[Collected data]
+ + + +

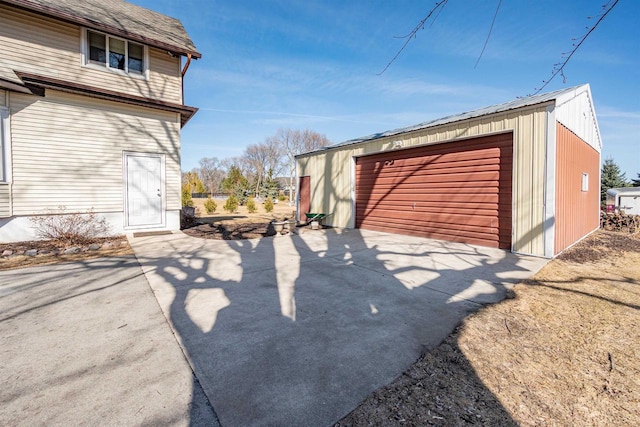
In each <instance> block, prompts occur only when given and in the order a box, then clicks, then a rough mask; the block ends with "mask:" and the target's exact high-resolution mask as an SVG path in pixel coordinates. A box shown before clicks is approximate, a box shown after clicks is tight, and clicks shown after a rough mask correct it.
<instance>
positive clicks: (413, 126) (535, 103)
mask: <svg viewBox="0 0 640 427" xmlns="http://www.w3.org/2000/svg"><path fill="white" fill-rule="evenodd" d="M588 87H589V86H588V85H578V86H573V87H570V88H567V89H559V90H556V91H553V92H548V93H543V94H539V95H533V96H527V97H523V98H517V99H515V100H513V101H510V102H505V103H503V104H498V105H492V106H490V107H485V108H480V109H478V110H473V111H468V112H466V113H461V114H455V115H452V116H447V117H442V118H440V119H436V120H431V121H428V122H424V123H419V124H417V125H413V126H408V127H405V128H400V129H394V130H389V131H385V132H380V133H374V134H372V135H368V136H364V137H362V138H355V139H350V140H348V141H344V142H339V143H337V144H334V145H330V146H328V147H324V148H321V149H319V150H315V151H311V152H308V153H304V154H310V153H314V152H320V151H323V150H330V149H333V148H340V147H344V146H348V145H354V144H360V143H363V142H368V141H372V140H375V139H379V138H384V137H388V136H394V135H399V134H403V133H407V132H413V131H418V130H422V129H427V128H431V127H435V126H440V125H445V124H449V123H454V122H459V121H462V120H467V119H472V118H476V117H482V116H488V115H491V114H495V113H500V112H504V111H510V110H516V109H519V108H524V107H529V106H532V105H537V104H543V103H545V102H550V101H555V100H558V99H559V98H563V99H564V98H571V97H573V96H574V95H575V94H576V93H577V92H581V91H583V90H584V89H585V88H586V89H588Z"/></svg>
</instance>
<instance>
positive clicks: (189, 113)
mask: <svg viewBox="0 0 640 427" xmlns="http://www.w3.org/2000/svg"><path fill="white" fill-rule="evenodd" d="M14 72H15V74H16V76H18V77H19V78H20V80H22V82H23V83H24V85H25V88H27V87H31V86H35V87H38V88H43V89H54V90H59V91H63V92H69V93H74V94H79V95H85V96H90V97H92V98H98V99H104V100H107V101H114V102H123V103H125V104H131V105H137V106H140V107H147V108H154V109H157V110H163V111H170V112H173V113H179V114H180V123H181V127H184V125H185V124H187V122H188V121H189V120H190V119H191V117H193V115H194V114H195V113H196V112H197V111H198V109H197V108H196V107H189V106H187V105H181V104H174V103H171V102H164V101H159V100H157V99H151V98H144V97H142V96H135V95H129V94H127V93H122V92H115V91H111V90H107V89H101V88H97V87H93V86H86V85H82V84H78V83H73V82H68V81H64V80H58V79H54V78H51V77H46V76H40V75H37V74H29V73H23V72H20V71H14ZM30 92H31V93H33V90H31V91H30Z"/></svg>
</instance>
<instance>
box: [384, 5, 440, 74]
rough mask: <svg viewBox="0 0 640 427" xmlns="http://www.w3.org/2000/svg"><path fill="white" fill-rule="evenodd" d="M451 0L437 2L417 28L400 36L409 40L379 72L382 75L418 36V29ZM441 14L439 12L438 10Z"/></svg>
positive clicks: (419, 30)
mask: <svg viewBox="0 0 640 427" xmlns="http://www.w3.org/2000/svg"><path fill="white" fill-rule="evenodd" d="M448 1H449V0H441V1H439V2H437V3H436V5H435V6H434V7H433V8H432V9H431V10H430V11H429V13H427V16H425V17H424V18H423V19H422V20H421V21H420V22H419V23H418V25H416V26H415V28H414V29H413V30H412V31H411V32H410V33H409V34H407V35H406V36H402V37H398V38H406V39H407V40H406V41H405V42H404V44H403V45H402V47H401V48H400V50H398V52H396V54H395V56H394V57H393V58H391V61H389V63H388V64H387V65H386V66H385V67H384V69H383V70H382V71H380V72H379V73H378V75H379V76H380V75H382V74H383V73H384V72H385V71H387V70H388V69H389V67H390V66H391V64H393V63H394V62H395V60H396V59H398V57H399V56H400V54H401V53H402V51H403V50H404V48H405V47H407V45H408V44H409V42H410V41H411V40H412V39H414V38H415V37H416V34H417V33H418V31H420V30H424V24H425V23H426V22H427V20H428V19H429V18H431V16H432V15H433V14H434V13H435V12H436V11H437V10H438V9H440V10H442V9H443V8H444V6H445V5H446V4H447V2H448ZM438 15H439V12H438ZM434 20H435V19H434Z"/></svg>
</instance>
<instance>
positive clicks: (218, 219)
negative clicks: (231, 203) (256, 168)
mask: <svg viewBox="0 0 640 427" xmlns="http://www.w3.org/2000/svg"><path fill="white" fill-rule="evenodd" d="M203 203H204V200H203V199H195V200H194V205H195V207H196V212H197V217H196V222H195V224H194V225H192V226H190V227H187V228H183V229H182V232H183V233H185V234H187V235H189V236H192V237H198V238H201V239H214V240H237V239H256V238H261V237H270V236H275V234H276V230H275V228H274V226H273V222H274V221H285V220H289V219H295V217H296V212H295V207H291V206H290V205H289V204H288V203H278V204H276V205H275V206H274V210H273V212H264V211H262V212H261V211H259V212H256V213H249V212H247V208H246V207H245V206H240V207H238V211H237V212H235V213H228V212H217V213H213V214H204V215H203V212H205V210H204V206H203ZM218 205H219V206H220V205H221V203H218ZM304 228H308V227H305V226H297V227H296V229H297V230H301V229H304ZM288 232H289V230H286V229H285V230H284V231H283V233H284V234H286V233H288Z"/></svg>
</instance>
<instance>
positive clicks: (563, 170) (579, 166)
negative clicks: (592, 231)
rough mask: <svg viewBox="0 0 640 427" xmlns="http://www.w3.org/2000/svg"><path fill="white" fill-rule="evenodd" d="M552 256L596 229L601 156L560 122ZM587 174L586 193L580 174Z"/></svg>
mask: <svg viewBox="0 0 640 427" xmlns="http://www.w3.org/2000/svg"><path fill="white" fill-rule="evenodd" d="M556 135H557V146H556V158H557V166H556V234H555V253H554V255H556V254H558V253H560V252H561V251H562V250H563V249H565V248H567V247H569V246H571V245H572V244H573V243H575V242H576V241H578V240H580V239H581V238H582V237H584V236H585V235H587V234H588V233H590V232H591V231H593V230H595V229H596V228H598V226H599V221H600V220H599V200H600V193H599V185H598V176H599V170H600V154H599V153H598V152H597V151H596V150H595V149H594V148H593V147H591V146H590V145H589V144H588V143H587V142H586V141H583V140H582V139H581V138H580V137H578V136H577V135H575V134H574V133H572V132H571V131H570V130H569V129H567V128H566V127H565V126H564V125H562V124H561V123H558V124H557V126H556ZM583 172H584V173H588V174H589V188H588V191H586V192H583V191H581V189H582V173H583Z"/></svg>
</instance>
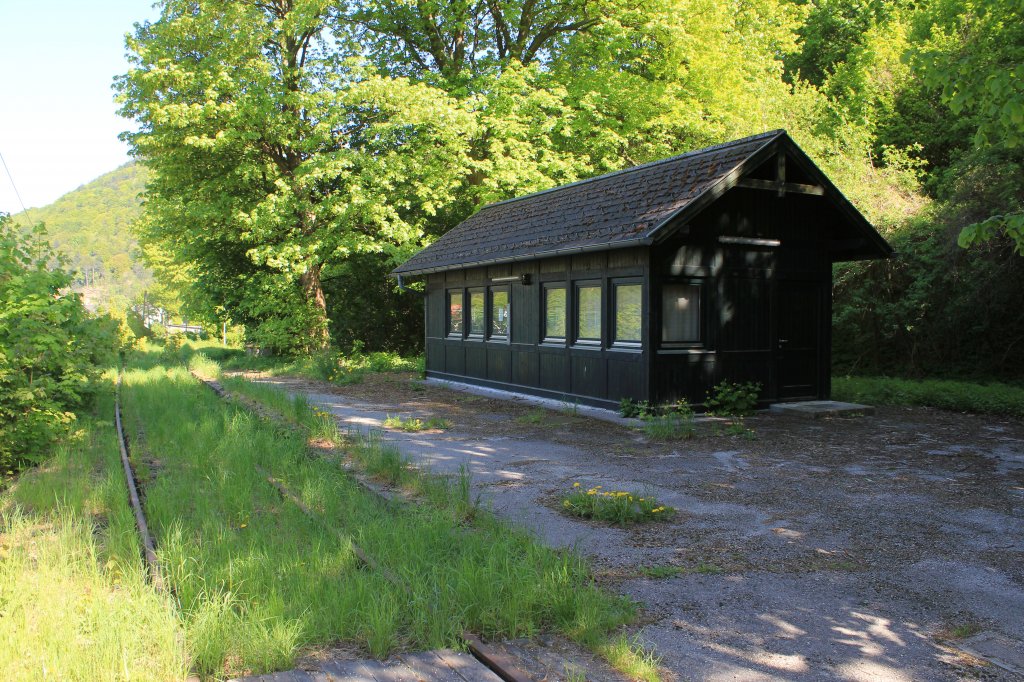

+ + + +

Assignment: Please list every line in the records that contains the string "rough", treating uppercase and lowercase letters as different.

Finished task:
In each <instance> block, prompts occur only when given and in the order a box, then clicks, then a rough mask; the block ends with "mask:" and the target's exact high-resolution mask as an SVG path in pixel coordinates. A box shown before clicks is approximate, a box shown after clicks is tight, and clicks shown after a rough mask correct it.
rough mask: <svg viewBox="0 0 640 427" xmlns="http://www.w3.org/2000/svg"><path fill="white" fill-rule="evenodd" d="M451 0L437 2L417 28L400 36L409 40L379 72L382 75L418 36V29ZM441 14L439 12L438 10Z"/></svg>
rough mask: <svg viewBox="0 0 640 427" xmlns="http://www.w3.org/2000/svg"><path fill="white" fill-rule="evenodd" d="M552 256L596 229L601 156L560 122ZM587 174L586 193L580 174Z"/></svg>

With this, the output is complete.